PASSAGE GIVEN:
◆ ◆ ◆ ◆ ◆
As above, handle this in event_init, as other system PMUs do.

Handling it here is rather late, and unnecessarily fragile.

> +/*
> + * In some platforms interrupt resources might not come directly from the GIC,
> + * but from separate IRQ circuitry that signals a summary IRQ to the GIC and
> + * is handled by a secondary IRQ controller. This is problematic under ACPI boot
> + * because the ACPI core does not use the Resource Source field on the Extended
> + * Interrupt Descriptor, which in theory could be used to specify an alternative
> + * IRQ controller.
> +
> + * For this reason in these platforms we implement the secondary IRQ controller
> + * using the gpiolib and specify the IRQs as GpioInt resources, so when getting
> + * an IRQ from the device we first try platform_get_irq and if it fails we try
> + * devm_gpiod_get_index/gpiod_to_irq.
> + */
> +static
> +int qcom_l3_cache_pmu_get_slice_irq(struct platform_device *pdev,
> +				    struct platform_device *sdev)
> +{
> +	int virq = platform_get_irq(sdev, 0);
> +	struct gpio_desc *desc;
> +
> +	if (virq >= 0)
> +		return virq;
> +
> +	desc = devm_gpiod_get_index(&sdev->dev, NULL, 0, GPIOD_ASIS);
> +	if (IS_ERR(desc))
> +		return -ENOENT;
> +
> +	return gpiod_to_irq(desc);
> +}
> +

As Marc Zyngier pointed out in another thread, you should represent your
interrupt controller as an interrupt controller rather than pretending it is a
GPIO controller.

Drivers should be able to remain blissfully unaware what the other end of their
interrupt line is wired up to, and shouldn't have to jump through hoops like
the above.

Thanks,
Mark.
◆ ◆ ◆ ◆ ◆
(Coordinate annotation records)

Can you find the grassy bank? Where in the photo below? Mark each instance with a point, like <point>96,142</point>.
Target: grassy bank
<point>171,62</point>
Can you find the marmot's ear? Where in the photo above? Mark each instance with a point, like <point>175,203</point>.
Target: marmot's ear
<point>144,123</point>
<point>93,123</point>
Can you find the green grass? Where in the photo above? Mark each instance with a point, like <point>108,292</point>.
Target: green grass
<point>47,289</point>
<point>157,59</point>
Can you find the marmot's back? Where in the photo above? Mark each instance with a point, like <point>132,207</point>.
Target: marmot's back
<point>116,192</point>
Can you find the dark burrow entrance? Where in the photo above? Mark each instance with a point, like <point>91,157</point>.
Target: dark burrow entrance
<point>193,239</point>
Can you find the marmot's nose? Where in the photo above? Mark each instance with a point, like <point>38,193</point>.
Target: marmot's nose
◆ ◆ ◆ ◆ ◆
REQUIREMENT: Please say whether each of these statements agrees with the review, giving yes or no and quoting the deciding words: 1. The reviewer calls handling it here rather late. 2. The reviewer wants drivers to know what the other end of their interrupt line is wired up to. 3. The reviewer advises representing the interrupt controller as a GPIO controller.

COMPLETED TASK:
1. Yes: "Handling it here is rather late, and unnecessarily fragile."
2. No: "Drivers should be able to remain blissfully unaware what the other end of their interrupt line is wired up to"
3. No: "you should represent your interrupt controller as an interrupt controller rather than pretending it is a GPIO controller."